▶ SHORT TASK A
In the passage on owning mistakes, on which holiday did the instructor once schedule the class session on the Prioress's Tale?

▶ TEXT SEGMENT
---
Owning mistakes—whoever you are

So what are the next steps here? A huge part of creating a more inclusive medieval studies involves changes that are systemic, structural, and professional (as other postings in this thread have addressed). But what can a mere individual medievalist do? One strategy is teaching in more open-minded ways about race and embodied difference, as Helen Young suggests at the end of her posting. 

But another significant part of the learning process (i.e., growing as a human being!) is owning your mistakes and changing your behavior when you recognize there’s a need to adapt. When someone makes an offensive comment (even when it might not be consciously intended), call out that person’s behavior—and be willing to check your own assumptions when YOU discover you’ve messed up. [All of this is “easier said than done,” I know.] In this spirit, I offer a few anecdotes to suggest how I’ve negotiated my own place in the medieval literature classroom—with particular reference to some interactions with kinds of embodied difference that are not my own.

Teaching The Prioress’s Tale

In my experience teaching at GWU, I’ve found the vibe to be largely secular. Reflecting the broader demographics of this institution, my classes typically include at least some students who see themselves as ethnically or culturally Jewish (even if not strictly “observant”). I quickly learned that teaching Chaucer’s Prioress’s Tale—a story full of anti-Semitic rhetoric and violence—presents challenges as well as opportunities. It has always been my strategy to make the text’s anti-Semitism a key part of class discussion, and this usually engenders a productive discussion of how we perceive anti-Semitism in the past and the present. It can also provide an opportunity for students in class to collectively consider how notions of Jewishness are disseminated in literature or other forms of cultural messaging.

There are have been times, though, when I’ve made mistakes. One year, I cluelessly scheduled the class session on the Prioress’s Tale on Yom Kippur which meant that the Jewish students in class were absent (including ones who weren’t otherwise “observant”). Of course, I couldn’t help but notice the irony of conducting a discussion about anti-Semitism and the expulsion of Jewish communities from medieval England in a room totally devoid of its Jewish classmates (and I’m sure some students in class picked up on this too). I’ve since learned to, you know, actually pay attention to the list of religious observances that our university disseminates and be more mindful in my class scheduling.
---
▶ SHORT TASK B
Lay out every line of the records below as a JSON list of strings, one string per line, with blank lines skipped. Leave the pictures out of the answer.

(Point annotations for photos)
---
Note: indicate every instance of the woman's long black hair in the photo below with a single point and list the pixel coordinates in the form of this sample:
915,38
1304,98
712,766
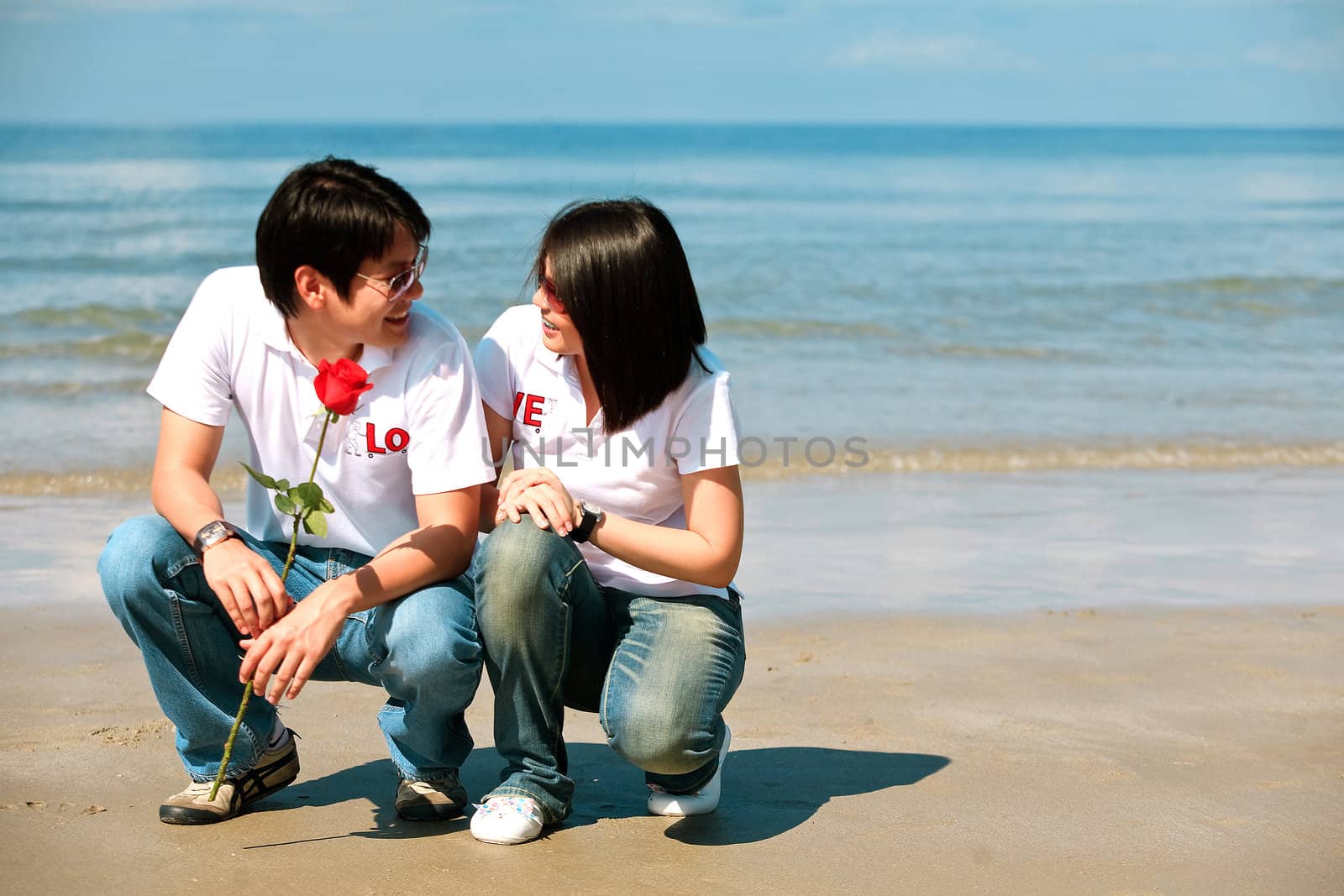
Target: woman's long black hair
---
▶ FULL OUTPUT A
Yom Kippur

▶ FULL OUTPUT B
[
  "Note: indicate every instance of the woman's long black hair in the photo below with a single point and list the pixel coordinates in the form of this sample:",
  "915,38",
  "1304,98",
  "712,766",
  "Target: woman's long black hair"
]